> _What is required_
Rewrite all of the data below as a numbered list, one entry per line, dropping any blank lines.

(Entries drawn from a collection)
::::

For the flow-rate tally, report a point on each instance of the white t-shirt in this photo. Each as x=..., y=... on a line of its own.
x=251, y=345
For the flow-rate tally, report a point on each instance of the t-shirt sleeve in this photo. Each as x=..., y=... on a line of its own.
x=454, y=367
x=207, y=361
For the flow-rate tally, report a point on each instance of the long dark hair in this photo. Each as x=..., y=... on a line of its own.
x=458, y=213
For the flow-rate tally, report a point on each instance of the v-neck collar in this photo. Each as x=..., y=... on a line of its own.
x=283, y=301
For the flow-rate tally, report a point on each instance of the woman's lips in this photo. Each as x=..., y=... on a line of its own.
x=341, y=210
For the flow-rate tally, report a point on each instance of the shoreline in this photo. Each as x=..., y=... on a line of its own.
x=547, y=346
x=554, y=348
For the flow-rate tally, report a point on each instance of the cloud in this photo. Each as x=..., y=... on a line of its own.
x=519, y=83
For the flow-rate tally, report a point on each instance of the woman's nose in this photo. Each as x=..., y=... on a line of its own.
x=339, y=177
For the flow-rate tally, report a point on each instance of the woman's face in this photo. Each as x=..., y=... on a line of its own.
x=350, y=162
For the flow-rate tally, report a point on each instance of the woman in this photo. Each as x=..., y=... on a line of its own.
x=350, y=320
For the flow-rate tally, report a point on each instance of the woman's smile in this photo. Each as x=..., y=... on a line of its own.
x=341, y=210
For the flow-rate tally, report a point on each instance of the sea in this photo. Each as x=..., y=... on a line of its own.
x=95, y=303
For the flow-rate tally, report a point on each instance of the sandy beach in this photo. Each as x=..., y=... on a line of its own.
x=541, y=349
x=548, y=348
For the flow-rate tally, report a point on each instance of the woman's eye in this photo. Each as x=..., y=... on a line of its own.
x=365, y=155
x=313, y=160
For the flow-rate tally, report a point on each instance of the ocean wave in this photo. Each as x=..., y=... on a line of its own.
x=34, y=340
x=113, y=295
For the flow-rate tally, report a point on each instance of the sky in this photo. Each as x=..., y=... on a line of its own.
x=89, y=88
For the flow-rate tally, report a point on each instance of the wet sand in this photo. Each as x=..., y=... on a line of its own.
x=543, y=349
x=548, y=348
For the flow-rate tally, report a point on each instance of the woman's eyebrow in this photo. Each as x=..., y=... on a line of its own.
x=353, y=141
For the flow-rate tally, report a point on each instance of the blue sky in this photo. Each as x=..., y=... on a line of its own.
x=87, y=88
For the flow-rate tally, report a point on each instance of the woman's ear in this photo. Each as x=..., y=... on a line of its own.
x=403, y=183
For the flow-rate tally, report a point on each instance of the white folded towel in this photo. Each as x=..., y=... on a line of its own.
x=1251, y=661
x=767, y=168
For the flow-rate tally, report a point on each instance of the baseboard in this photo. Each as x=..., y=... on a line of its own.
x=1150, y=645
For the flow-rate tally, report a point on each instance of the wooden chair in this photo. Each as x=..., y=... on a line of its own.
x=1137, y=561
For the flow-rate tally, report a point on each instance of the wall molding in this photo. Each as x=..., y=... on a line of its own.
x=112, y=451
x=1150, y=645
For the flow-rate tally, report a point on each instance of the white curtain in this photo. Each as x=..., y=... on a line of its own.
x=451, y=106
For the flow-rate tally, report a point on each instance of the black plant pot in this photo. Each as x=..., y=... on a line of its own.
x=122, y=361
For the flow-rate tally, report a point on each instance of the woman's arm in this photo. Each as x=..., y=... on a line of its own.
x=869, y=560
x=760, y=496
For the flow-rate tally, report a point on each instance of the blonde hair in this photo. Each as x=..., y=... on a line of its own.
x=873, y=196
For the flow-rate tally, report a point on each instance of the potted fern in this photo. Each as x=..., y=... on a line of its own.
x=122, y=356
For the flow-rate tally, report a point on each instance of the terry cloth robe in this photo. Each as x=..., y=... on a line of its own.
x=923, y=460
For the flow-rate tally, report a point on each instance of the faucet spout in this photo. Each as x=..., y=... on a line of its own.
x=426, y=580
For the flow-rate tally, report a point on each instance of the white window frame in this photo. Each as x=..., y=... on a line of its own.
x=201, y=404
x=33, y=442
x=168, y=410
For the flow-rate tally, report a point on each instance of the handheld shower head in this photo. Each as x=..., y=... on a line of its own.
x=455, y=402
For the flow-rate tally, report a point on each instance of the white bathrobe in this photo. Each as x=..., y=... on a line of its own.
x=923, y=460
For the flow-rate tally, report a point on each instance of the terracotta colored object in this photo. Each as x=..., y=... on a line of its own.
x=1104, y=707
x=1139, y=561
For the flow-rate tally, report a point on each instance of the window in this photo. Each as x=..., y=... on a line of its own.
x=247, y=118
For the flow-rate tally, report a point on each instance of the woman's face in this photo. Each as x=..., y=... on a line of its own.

::::

> _Response for this exercise_
1. For the flow-rate tally, report a point on each instance of the white t-shirt in this photo. Each as x=..., y=... on a line of its own.
2. x=251, y=345
3. For the flow-rate tally, report a point on each instance of the t-shirt sleeve in this photo. Each as x=..., y=... on a line of its own.
4. x=454, y=367
5. x=207, y=361
6. For the flow-rate tally, report a point on each instance of the long dark hair in this photo. Each as x=..., y=... on a line of its own.
7. x=458, y=213
8. For the flow-rate tally, report a point on each instance of the v-neck collar in this photo. Each as x=..., y=... on a line of its own.
9. x=283, y=301
10. For the flow-rate tally, report a point on each instance of the woman's lips in this photo. Each as x=..., y=... on a line of its own.
11. x=341, y=210
12. For the flow-rate tally, report a point on each instance of the shoreline in this photo. Each as x=..., y=... on a line of its own.
13. x=547, y=346
14. x=554, y=348
15. For the flow-rate tally, report a point on each instance of the cloud in this photo. Each as x=..., y=... on a line of its own.
16. x=519, y=83
17. For the flow-rate tally, report a point on each instance of the woman's nose in this photo. Each as x=..., y=... on a line of its own.
18. x=339, y=177
19. For the flow-rate tally, report a point on each instance of the woman's face in this photo. Each as x=..., y=... on a line of its own.
20. x=350, y=162
21. For the flow-rate tally, report a point on each instance of the woman in this photo. Each as x=..., y=... on a line of its own.
22. x=350, y=320
23. For the flow-rate tally, report a point on each instance of the woman's smile in this photo. Each as x=..., y=... on a line of its own.
24. x=341, y=210
25. For the flow-rate tally, report a point on each instance of the sea in this photo. Each as x=..., y=... on a line of its own.
26. x=95, y=303
27. For the flow-rate tally, report a point on each instance of the sandy beach in this photo. Each as x=..., y=... on a line of its own.
28. x=541, y=349
29. x=548, y=348
30. For the flow-rate tally, report a point on each instance of the woman's eye in this photo. Each as x=..., y=... on a line of its own.
31. x=365, y=155
32. x=313, y=160
33. For the flow-rate tally, report a point on each instance of the ocean wave in this photo. Each as x=..., y=... on a line of its own.
34. x=34, y=340
35. x=113, y=295
36. For the flow-rate tally, report a point on each instance of the sky in this photo. Each as x=..., y=... on a line of its own.
37. x=89, y=88
38. For the flow-rate tally, report a point on each instance of the wet sand in this photo. Each as x=..., y=... on a line of its own.
39. x=543, y=349
40. x=548, y=348
41. For the flow-rate tally, report a point on each instance of the woman's eyebrow in this photo. Each as x=..., y=... on a line of its own.
42. x=353, y=141
43. For the flow-rate tally, report a point on each instance of the blue sky in this photo. Each as x=..., y=... on a line of its own.
44. x=87, y=88
45. For the flow-rate tally, report a point on each instance of the woman's ear in this photo. Each as x=..., y=... on a line of its own.
46. x=403, y=183
47. For the flow-rate tally, report a point on each instance of the white folded towel in this photo. Each as x=..., y=... on a line of its own.
48. x=1251, y=661
49. x=767, y=168
50. For the flow-rate tally, report a point on each instance of the baseboard in this photo. Each as x=..., y=... on a line of its own.
51. x=1150, y=645
52. For the flow-rate tally, report a point on each instance of the wooden chair in this photo. Each as x=..., y=... on a line of its own.
53. x=1137, y=561
54. For the flow-rate tally, report a point on each instance of the wall molding in this photo. Each as x=..., y=... on a line of its own.
55. x=112, y=451
56. x=1150, y=645
57. For the flow-rate tally, report a point on each instance of the white curtain in this photo. Each as x=..., y=... on a line of its own.
58. x=451, y=106
59. For the flow-rate tally, report a point on each instance of the black plant pot in this photo. Each as x=..., y=... on a line of its own.
60. x=122, y=361
61. For the flow-rate tally, report a point on each instance of the woman's arm in this photo. Each as x=..., y=... on a line of its own.
62. x=869, y=560
63. x=760, y=496
64. For the flow-rate tally, report a point on each instance of the blonde hair in this photo. Each as x=..., y=... on a line of its own.
65. x=873, y=196
66. For the flow-rate tally, report a point on each instance of the potted fern in this photo. Each as x=..., y=... on a line of its own.
67. x=122, y=356
68. For the flow-rate tally, report a point on each instance of the terry cloth robe in this photo. Each as x=..., y=... on a line of its own.
69. x=923, y=460
70. For the flow-rate tally, report a point on each instance of the faucet spout in this photo. Each as x=..., y=... on a line of its own.
71. x=426, y=580
72. For the flow-rate tally, report a point on each instance of the white window frame in this photo. Each as x=..., y=... on a line of its own.
73. x=201, y=404
74. x=33, y=442
75. x=168, y=410
76. For the flow-rate tally, report a point on each instance of the handheld shower head in this photo. Each as x=..., y=... on a line of its own.
77. x=455, y=402
78. For the flow-rate tally, report a point on each instance of the white bathrobe in this photo. Each as x=..., y=... on a line of its own.
79. x=923, y=460
80. For the flow-rate tally, report a point on each instance of the terracotta colored object in this photo. Each as x=..., y=... on a line of its own.
81. x=1104, y=707
82. x=1139, y=561
83. For the flow-rate tally, report a point on each instance of the window in this photo. Each as x=..., y=... on a line of its own.
84. x=247, y=118
85. For the flow-rate tally, report a point on each instance of the woman's face in this photo. Each as x=..., y=... on a line of its own.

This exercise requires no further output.